Your objective
Produce word for word the lines of the data below running from the one that has "Query: white stripe on sleeve" to the one that has "like [278, 220].", inclusive, and no others.

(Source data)
◆ ◆ ◆

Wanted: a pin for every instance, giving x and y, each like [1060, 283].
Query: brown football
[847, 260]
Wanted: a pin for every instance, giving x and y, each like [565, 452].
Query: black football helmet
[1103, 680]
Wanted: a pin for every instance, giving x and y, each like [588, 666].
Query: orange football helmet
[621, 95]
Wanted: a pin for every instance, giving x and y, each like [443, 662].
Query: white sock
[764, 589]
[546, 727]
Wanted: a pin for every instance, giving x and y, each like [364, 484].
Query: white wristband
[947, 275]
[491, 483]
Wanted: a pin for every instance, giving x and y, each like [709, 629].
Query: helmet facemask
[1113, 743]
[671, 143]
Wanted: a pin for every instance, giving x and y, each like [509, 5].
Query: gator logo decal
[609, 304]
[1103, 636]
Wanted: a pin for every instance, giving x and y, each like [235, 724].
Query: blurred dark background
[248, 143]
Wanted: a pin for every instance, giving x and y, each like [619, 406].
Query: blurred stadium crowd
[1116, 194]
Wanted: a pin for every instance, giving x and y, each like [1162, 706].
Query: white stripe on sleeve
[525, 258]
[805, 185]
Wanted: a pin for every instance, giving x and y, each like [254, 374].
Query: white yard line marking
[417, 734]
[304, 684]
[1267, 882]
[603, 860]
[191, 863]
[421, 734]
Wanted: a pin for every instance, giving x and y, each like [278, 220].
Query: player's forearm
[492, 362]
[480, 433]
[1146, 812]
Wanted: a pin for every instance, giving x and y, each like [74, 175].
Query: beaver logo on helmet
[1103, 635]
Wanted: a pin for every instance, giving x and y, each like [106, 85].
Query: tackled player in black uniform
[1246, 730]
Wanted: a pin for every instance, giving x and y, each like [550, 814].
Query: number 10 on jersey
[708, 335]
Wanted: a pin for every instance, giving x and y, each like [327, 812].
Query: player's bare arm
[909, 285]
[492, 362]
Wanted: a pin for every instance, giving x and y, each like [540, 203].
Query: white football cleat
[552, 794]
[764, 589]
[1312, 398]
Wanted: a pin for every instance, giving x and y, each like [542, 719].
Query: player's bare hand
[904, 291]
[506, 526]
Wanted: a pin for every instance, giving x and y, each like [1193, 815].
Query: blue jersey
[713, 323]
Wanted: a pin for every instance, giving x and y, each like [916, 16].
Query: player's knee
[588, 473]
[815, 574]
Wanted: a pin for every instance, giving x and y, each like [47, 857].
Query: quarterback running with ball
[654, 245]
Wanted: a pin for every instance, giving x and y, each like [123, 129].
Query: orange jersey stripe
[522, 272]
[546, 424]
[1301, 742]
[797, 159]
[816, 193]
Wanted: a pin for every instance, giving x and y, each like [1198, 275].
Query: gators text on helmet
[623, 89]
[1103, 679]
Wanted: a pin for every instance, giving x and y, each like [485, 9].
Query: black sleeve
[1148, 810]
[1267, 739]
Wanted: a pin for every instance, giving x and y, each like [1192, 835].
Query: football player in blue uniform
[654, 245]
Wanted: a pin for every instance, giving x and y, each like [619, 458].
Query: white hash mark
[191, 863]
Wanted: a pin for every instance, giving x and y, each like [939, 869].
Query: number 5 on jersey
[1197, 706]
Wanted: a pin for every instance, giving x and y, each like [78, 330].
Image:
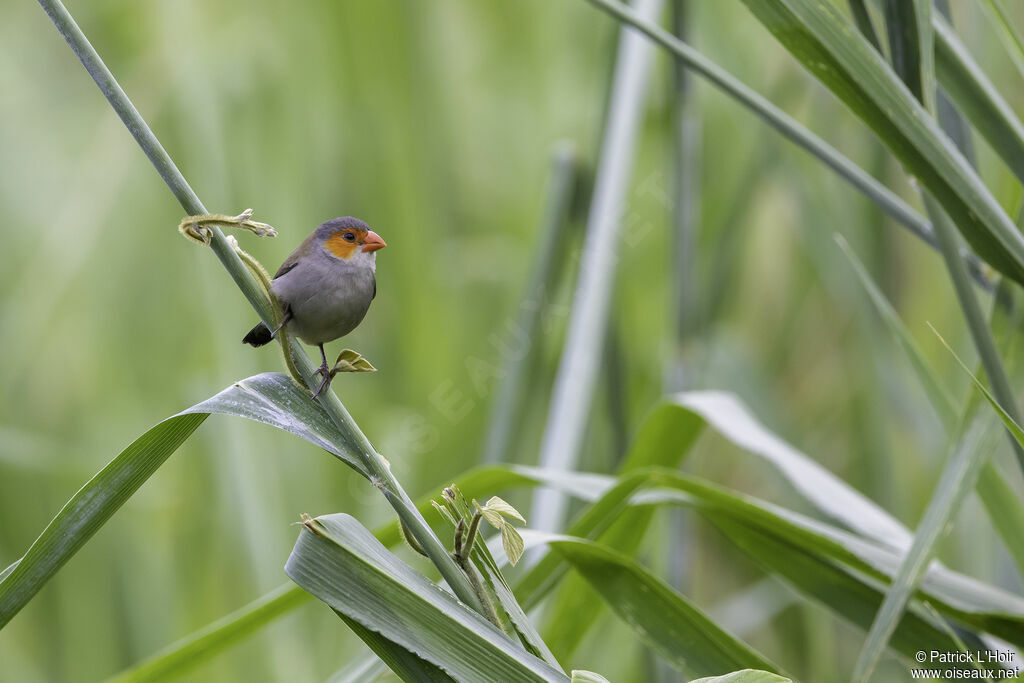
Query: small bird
[325, 287]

◆ ◆ ◆

The completed task
Query: white stripe on sleeve
[525, 258]
[805, 185]
Wanted: a pin for every instance, giving x and y, each like [254, 374].
Query: white yard line marking
[417, 734]
[304, 684]
[1267, 882]
[603, 860]
[191, 863]
[421, 734]
Wanted: a pin for every instance, giving x and y, each like [278, 220].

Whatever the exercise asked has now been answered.